▶ _TRECHO DO DOCUMENTO_:
Os maranhenses conhecem a imprensa livre e sem restrições no Maranhão, onde os Sarney são donos de um conjunto de mídia que inclui a TV Globo local.
Da mesma forma os potiguares conheciam a plena liberdade de informação quando os Alves, Aluízio e depois Garibaldi, agora senador, governavam o Rio Grande do Norte e eram donos da afiliada à Globo.
Como, de resto, afiliados a retransmissoras da Globo em seus estados - portanto, com nunca menos de 70 ou 80% de audiência cativa - são as famílias do agora senador Collor (PTB), em Alagoas, Franco (PSDB), em Sergipe, Jereissati (PSDB), no Ceará, Coelho (partidos vários) em Pernambuco, ACMs (DEM), na Bahia... e por aí afora.
Como, do norte ao sul, de leste a oeste, centenas de vereadores, deputados, governadores, senadores e chefes políticos com retransmissoras - da Globo, ou do SBT, ou da Band, ou da Record - exercitam diariamente, há décadas, os prodígios da imprensa livre, que acolhe a todos.

▶ _LINHAS FORNECIDAS_:
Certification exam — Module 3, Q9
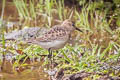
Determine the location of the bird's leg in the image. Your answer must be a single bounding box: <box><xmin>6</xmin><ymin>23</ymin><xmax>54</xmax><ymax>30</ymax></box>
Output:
<box><xmin>48</xmin><ymin>48</ymin><xmax>52</xmax><ymax>58</ymax></box>
<box><xmin>48</xmin><ymin>48</ymin><xmax>53</xmax><ymax>69</ymax></box>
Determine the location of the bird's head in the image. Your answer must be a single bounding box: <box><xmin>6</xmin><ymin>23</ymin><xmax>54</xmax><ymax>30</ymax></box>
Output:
<box><xmin>61</xmin><ymin>19</ymin><xmax>83</xmax><ymax>32</ymax></box>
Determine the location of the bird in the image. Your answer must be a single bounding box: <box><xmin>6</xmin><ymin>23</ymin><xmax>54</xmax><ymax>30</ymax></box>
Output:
<box><xmin>27</xmin><ymin>19</ymin><xmax>83</xmax><ymax>67</ymax></box>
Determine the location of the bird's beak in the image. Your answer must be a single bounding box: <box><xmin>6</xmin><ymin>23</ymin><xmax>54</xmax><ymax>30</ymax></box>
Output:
<box><xmin>75</xmin><ymin>27</ymin><xmax>83</xmax><ymax>32</ymax></box>
<box><xmin>72</xmin><ymin>23</ymin><xmax>83</xmax><ymax>32</ymax></box>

▶ _INSTRUÇÕES DO EXERCÍCIO_: Enumere todas as redes de televisão mencionadas no trecho sobre mídia e política.

▶ _TAREFA RESOLVIDA_: Globo, SBT, Band e Record.